──────── DATASET RECORDS
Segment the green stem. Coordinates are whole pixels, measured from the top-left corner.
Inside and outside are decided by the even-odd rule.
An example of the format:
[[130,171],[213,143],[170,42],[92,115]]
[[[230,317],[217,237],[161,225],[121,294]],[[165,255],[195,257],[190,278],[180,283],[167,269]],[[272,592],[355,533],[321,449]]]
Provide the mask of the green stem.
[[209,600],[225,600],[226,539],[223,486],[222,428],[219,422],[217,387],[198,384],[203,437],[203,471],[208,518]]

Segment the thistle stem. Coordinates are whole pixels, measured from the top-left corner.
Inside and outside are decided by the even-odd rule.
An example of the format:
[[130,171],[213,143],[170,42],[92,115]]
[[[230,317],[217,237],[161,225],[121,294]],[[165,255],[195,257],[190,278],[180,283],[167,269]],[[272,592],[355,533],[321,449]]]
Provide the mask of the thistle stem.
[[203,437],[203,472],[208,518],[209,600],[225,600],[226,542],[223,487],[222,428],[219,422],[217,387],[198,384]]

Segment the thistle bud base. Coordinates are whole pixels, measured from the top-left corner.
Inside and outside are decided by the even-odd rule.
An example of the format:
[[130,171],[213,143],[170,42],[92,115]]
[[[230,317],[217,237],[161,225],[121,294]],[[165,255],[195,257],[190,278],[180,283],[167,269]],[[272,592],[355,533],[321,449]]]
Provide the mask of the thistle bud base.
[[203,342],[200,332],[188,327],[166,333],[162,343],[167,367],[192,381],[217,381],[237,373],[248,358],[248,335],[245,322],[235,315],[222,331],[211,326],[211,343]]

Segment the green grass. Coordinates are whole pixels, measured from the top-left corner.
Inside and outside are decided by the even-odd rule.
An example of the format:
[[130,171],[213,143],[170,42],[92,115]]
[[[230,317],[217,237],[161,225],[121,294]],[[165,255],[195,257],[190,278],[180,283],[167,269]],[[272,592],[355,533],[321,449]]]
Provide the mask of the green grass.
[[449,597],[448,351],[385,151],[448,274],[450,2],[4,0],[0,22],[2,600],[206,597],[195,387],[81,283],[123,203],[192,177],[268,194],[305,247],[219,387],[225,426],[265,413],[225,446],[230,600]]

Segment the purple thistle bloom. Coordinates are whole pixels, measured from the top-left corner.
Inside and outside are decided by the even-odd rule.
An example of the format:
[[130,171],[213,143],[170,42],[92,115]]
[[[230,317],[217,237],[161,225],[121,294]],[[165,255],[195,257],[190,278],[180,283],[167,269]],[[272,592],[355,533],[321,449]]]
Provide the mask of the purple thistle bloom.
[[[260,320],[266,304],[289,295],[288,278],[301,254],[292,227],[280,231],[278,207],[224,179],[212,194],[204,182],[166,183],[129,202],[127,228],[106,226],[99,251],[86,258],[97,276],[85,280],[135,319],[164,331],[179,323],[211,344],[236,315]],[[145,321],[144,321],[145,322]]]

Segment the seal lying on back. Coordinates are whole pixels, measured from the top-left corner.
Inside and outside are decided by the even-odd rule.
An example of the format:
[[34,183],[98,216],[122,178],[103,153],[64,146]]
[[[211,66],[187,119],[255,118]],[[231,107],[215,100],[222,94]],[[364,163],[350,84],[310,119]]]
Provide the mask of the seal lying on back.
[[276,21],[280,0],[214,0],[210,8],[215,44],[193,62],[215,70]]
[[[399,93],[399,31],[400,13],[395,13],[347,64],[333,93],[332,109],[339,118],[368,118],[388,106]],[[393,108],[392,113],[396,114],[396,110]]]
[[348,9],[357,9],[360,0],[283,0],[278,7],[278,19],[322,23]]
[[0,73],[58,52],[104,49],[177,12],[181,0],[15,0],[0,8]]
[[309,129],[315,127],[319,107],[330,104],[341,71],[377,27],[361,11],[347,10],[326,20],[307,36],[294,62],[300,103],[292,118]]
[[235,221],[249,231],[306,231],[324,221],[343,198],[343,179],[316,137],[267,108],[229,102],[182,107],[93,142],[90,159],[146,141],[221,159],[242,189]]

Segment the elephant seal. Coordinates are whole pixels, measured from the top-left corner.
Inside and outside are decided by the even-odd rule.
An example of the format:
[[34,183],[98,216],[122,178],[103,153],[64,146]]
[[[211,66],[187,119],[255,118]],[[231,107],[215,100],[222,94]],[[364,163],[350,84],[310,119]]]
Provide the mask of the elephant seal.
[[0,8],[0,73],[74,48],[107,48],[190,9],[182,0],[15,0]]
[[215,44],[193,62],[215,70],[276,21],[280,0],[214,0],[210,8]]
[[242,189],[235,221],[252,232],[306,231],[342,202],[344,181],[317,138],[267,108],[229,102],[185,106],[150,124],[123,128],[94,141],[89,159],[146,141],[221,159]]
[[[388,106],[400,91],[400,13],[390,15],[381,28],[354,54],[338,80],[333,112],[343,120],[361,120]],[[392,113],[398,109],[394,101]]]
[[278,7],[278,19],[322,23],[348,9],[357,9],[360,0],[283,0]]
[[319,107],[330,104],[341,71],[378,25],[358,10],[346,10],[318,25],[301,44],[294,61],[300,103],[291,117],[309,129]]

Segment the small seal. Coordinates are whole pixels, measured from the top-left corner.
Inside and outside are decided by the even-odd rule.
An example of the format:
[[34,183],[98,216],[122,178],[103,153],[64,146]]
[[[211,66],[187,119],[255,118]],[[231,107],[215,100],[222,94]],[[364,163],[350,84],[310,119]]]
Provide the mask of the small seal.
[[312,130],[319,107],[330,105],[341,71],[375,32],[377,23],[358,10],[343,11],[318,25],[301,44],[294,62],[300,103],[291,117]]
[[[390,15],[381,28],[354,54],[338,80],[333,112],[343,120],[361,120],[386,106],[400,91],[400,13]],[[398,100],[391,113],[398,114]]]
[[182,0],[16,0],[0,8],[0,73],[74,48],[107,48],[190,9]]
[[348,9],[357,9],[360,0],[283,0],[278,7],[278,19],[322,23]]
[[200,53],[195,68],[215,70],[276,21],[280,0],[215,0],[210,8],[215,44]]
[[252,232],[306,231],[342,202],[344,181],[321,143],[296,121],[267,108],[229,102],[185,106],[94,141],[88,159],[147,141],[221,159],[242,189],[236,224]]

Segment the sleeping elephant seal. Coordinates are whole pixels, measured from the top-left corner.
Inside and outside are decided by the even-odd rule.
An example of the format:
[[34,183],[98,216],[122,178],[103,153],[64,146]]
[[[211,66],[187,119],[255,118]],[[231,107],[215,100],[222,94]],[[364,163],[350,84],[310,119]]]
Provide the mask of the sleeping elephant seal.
────────────────
* [EXERCISE AIM]:
Scan the records above and report every line with the string "sleeping".

* [TASK SOLUTION]:
Segment the sleeping elephant seal. Coordinates are whole pixels, measured from the top-left corner.
Provide the mask of the sleeping elephant seal.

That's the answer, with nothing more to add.